======== EXERCISE PASSAGE ========

Analysis of Common C/C++ Memory Issues: Leaks and Performance Degradation
This article examines typical C/C++ memory problems, classifying them into memory leaks and performance issues caused by fragmentation, explains root causes such as lost pointers, improper releases, unbounded allocations, and provides diagnostic examples and mitigation strategies using memory pools like tcmalloc.
Based on the earlier work "C/C++ Program Core Dump Analysis", this piece categorizes program memory problems into two main phenomena: memory leaks and performance degradation, aiming to help readers understand their types and fundamental concepts.
Memory leaks manifest as continuously growing memory usage without release and arise from either unreasonable program design (e.g., lost pointers, unreleased allocations, infinite allocation loops, data structures that never free) or excessive memory fragmentation caused by poor usage patterns.
Examples include pointer loss when a framework memset resets a structure containing pointers, failure to release memory in exception paths, non‑virtual destructors preventing base‑class cleanup, and mixing custom memory pools with regular allocations that leave orphaned blocks.
Excessive fragmentation, illustrated with tcmalloc’s free‑list and large‑list mechanisms, makes memory reclamation difficult and can lead to hidden leaks when large spans remain in the large list.
Performance issues stem from the same fragmentation: frequent malloc/free calls trigger OS page faults, increasing CPU time. The article reviews glibc’s allocation strategies (brk/sbrk for small requests, mmap for large ones) and explains how minor and major faults affect performance.
Case studies show that allocating 2 MiB per thread and releasing via mmap can generate thousands of page faults per second, dramatically raising CPU usage, while using a memory pool (tcmalloc, jemalloc) mitigates this overhead.
Allocation failures can also occur when the number of memory mappings exceeds the kernel’s max_map_count , as demonstrated by a 74 GiB process hitting the limit due to massive fragmentation.
The article concludes that memory issues are harder to diagnose than core dumps, requiring OS‑level knowledge and tooling; employing mature memory pools and careful design remains the primary recommendation.

======== DATA ========

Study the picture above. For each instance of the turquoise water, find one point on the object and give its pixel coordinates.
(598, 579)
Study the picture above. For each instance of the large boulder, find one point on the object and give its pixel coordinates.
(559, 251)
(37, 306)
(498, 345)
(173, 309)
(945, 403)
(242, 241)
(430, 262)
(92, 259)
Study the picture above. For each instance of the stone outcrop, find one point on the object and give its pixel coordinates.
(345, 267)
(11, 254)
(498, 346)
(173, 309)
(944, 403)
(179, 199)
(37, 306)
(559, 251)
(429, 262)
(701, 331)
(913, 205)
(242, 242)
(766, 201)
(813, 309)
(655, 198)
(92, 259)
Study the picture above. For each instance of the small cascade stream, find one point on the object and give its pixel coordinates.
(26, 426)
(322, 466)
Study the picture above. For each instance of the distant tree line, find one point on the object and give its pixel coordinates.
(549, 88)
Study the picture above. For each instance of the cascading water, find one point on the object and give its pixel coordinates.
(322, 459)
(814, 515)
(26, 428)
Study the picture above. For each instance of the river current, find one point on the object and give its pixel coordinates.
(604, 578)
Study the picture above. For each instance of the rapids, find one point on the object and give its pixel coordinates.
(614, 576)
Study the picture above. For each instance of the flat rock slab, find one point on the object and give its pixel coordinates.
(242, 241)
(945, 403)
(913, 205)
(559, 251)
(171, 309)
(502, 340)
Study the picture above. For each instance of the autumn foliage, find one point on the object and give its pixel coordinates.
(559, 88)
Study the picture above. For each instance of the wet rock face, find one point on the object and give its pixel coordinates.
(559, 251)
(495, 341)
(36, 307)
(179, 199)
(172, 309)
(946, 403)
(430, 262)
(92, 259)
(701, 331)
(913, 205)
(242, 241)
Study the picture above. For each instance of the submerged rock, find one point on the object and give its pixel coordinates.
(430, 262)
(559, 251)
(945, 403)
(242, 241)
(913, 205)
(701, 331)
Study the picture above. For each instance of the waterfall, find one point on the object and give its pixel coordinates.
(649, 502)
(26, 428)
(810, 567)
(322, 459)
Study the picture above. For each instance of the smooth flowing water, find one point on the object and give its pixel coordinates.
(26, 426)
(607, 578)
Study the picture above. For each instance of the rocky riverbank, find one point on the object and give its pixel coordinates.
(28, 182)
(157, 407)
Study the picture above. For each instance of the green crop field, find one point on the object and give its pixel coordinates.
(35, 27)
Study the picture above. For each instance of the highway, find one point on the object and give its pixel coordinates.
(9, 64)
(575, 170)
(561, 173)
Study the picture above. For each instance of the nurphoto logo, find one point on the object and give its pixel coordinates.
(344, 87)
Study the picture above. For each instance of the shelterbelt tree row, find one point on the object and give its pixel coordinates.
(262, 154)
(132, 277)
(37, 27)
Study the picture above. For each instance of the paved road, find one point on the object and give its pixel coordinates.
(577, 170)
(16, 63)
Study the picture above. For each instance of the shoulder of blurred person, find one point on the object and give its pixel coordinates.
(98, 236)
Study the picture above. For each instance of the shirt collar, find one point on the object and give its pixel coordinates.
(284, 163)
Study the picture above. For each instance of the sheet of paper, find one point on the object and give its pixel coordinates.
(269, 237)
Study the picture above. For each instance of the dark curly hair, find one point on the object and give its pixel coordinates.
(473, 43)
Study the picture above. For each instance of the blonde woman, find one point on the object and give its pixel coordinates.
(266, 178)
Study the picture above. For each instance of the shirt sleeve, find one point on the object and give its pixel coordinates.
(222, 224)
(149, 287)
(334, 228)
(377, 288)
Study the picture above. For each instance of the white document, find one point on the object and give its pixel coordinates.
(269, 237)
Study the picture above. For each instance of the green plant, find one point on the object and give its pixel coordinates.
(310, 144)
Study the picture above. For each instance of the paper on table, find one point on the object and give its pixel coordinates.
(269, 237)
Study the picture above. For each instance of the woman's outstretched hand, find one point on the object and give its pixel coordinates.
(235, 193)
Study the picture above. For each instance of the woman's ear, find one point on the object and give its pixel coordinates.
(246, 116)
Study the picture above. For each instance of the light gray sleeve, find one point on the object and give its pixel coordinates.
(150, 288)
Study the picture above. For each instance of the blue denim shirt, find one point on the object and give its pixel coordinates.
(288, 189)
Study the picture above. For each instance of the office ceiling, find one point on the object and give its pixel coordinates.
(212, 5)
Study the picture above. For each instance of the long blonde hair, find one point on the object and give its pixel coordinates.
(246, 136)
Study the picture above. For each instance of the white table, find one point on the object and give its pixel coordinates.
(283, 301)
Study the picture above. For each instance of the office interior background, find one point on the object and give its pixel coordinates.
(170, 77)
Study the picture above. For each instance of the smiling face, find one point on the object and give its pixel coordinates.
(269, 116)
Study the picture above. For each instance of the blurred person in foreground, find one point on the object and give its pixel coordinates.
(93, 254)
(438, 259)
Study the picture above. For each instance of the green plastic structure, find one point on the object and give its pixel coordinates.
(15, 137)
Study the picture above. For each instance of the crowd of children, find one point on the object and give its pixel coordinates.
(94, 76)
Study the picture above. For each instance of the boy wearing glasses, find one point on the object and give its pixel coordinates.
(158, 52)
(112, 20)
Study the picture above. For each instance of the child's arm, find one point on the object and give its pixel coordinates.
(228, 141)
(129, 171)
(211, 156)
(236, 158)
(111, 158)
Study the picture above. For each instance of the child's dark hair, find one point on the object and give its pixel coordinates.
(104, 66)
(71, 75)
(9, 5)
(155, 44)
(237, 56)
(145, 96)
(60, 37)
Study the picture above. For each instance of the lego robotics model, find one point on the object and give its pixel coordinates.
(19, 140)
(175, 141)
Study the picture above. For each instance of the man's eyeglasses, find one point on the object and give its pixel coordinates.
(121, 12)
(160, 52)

========

◆ WHAT THE TASK ASKS
Reproduce the stretch of the article on C/C++ memory issues from "Memory leaks manifest" through "the large list.". Rely solely on the article on C/C++ memory issues.

◆ EXERCISE ANSWER
Memory leaks manifest as continuously growing memory usage without release and arise from either unreasonable program design (e.g., lost pointers, unreleased allocations, infinite allocation loops, data structures that never free) or excessive memory fragmentation caused by poor usage patterns.
Examples include pointer loss when a framework memset resets a structure containing pointers, failure to release memory in exception paths, non‑virtual destructors preventing base‑class cleanup, and mixing custom memory pools with regular allocations that leave orphaned blocks.
Excessive fragmentation, illustrated with tcmalloc’s free‑list and large‑list mechanisms, makes memory reclamation difficult and can lead to hidden leaks when large spans remain in the large list.